> [EXERCISE BRIEF] Give the rows from the line containing "Note: annotate every instance of the stainless" through the end of the rows, both ends included, as a Markdown table with the columns Number and Line, numbering each line in order and leaving out blank lines. Include only those lines.

> [RECORDS TO PROCESS]
=====
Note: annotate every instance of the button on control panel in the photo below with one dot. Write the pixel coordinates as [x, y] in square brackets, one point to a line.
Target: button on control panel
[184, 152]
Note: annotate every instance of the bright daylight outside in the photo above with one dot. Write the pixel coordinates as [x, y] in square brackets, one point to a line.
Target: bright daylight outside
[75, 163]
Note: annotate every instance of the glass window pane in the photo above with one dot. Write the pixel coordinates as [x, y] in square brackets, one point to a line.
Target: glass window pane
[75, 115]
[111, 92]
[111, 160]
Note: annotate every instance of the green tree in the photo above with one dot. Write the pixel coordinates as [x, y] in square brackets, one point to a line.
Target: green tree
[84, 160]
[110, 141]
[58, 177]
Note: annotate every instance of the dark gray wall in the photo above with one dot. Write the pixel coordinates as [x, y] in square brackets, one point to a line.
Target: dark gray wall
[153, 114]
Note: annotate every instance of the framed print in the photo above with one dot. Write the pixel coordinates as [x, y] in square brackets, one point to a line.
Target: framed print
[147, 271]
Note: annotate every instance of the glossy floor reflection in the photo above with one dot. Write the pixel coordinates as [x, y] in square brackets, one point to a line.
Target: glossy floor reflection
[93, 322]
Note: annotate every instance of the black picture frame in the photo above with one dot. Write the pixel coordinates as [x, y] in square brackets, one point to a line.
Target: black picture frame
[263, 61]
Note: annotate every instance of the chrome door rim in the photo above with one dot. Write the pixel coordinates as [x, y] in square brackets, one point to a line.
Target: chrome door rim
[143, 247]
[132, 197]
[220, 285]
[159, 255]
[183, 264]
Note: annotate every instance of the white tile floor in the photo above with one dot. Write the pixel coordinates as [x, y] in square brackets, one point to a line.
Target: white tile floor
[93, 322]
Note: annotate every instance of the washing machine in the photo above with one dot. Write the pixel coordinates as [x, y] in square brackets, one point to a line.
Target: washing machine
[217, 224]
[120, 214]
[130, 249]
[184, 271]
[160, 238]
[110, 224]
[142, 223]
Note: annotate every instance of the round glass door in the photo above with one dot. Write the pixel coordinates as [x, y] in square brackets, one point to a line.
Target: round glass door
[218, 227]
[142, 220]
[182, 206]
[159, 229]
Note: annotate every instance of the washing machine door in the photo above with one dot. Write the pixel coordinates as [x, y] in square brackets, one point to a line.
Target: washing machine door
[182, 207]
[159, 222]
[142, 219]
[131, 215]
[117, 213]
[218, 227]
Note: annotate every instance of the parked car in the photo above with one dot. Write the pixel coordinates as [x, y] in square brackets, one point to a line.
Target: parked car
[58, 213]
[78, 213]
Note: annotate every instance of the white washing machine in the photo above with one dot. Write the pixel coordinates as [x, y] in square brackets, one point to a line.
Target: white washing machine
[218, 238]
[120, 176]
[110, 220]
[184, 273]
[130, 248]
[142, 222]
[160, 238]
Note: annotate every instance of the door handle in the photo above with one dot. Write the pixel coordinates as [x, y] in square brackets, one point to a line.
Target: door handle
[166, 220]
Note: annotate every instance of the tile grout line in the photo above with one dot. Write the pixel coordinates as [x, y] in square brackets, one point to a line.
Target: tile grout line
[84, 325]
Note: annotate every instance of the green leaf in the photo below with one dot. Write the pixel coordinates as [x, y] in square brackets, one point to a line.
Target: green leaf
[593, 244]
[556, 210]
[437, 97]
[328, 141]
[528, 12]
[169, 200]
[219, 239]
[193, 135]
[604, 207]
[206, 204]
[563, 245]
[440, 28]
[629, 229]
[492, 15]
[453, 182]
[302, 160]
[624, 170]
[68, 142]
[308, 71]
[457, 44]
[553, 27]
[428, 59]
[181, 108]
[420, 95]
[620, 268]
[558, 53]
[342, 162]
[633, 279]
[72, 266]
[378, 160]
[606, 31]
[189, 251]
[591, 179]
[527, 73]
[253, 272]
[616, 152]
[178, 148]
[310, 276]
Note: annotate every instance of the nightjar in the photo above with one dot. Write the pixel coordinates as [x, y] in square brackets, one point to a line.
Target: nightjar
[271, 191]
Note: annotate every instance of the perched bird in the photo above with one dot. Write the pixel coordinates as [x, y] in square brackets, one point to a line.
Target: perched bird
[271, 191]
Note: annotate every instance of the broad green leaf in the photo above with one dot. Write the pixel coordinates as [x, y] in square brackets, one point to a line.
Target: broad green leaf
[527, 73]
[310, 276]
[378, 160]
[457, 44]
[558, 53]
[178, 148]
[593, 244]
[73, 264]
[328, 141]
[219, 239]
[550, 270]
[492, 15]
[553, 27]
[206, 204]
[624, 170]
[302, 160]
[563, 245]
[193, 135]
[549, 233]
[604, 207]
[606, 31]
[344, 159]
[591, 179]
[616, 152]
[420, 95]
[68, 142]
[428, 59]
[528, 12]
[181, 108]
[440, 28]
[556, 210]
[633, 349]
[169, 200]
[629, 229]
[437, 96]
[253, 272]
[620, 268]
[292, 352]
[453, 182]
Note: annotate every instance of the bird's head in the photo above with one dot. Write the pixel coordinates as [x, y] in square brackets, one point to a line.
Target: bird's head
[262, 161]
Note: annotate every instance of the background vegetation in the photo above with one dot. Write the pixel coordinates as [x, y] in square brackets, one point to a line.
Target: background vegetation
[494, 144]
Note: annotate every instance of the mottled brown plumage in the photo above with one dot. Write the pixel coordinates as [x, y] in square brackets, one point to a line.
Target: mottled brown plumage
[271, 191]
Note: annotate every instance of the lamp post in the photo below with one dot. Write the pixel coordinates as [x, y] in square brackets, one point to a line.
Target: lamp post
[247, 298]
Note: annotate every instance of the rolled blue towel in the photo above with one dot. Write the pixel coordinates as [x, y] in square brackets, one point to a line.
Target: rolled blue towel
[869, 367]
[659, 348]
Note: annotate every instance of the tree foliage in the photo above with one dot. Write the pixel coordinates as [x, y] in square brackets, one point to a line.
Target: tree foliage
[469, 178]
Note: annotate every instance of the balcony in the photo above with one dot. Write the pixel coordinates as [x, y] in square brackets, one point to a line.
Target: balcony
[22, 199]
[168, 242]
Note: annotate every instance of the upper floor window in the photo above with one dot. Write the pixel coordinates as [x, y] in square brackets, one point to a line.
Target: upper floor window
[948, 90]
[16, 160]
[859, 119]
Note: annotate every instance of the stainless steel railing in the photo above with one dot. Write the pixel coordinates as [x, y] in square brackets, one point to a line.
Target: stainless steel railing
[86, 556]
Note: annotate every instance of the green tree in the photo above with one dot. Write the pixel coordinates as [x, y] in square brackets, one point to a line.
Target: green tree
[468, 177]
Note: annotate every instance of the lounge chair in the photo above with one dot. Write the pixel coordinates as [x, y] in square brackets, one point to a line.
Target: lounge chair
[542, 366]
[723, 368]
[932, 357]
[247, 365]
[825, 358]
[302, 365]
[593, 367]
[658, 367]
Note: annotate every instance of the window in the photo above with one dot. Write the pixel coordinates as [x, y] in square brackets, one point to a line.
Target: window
=====
> [TASK RESPONSE]
| Number | Line |
|---|---|
| 1 | Note: annotate every instance of the stainless steel railing in the photo above with one dot. Write the pixel coordinates as [x, y] in square brackets, one point to a line. |
| 2 | Target: stainless steel railing |
| 3 | [86, 556] |
| 4 | Note: annotate every instance of the green tree in the photo above with one dot. Write the pixel coordinates as [x, y] in square brackets, one point to a line. |
| 5 | Target: green tree |
| 6 | [468, 177] |
| 7 | Note: annotate every instance of the lounge chair in the photo above with one dot. Write the pixel coordinates as [x, y] in square brackets, one point to a line. |
| 8 | Target: lounge chair |
| 9 | [542, 366] |
| 10 | [723, 368] |
| 11 | [932, 357] |
| 12 | [247, 365] |
| 13 | [825, 358] |
| 14 | [302, 365] |
| 15 | [593, 367] |
| 16 | [658, 367] |
| 17 | Note: annotate every instance of the window in the photo above with one dot. Write the pixel coordinates as [x, y] in square brackets, one point to a line. |
| 18 | Target: window |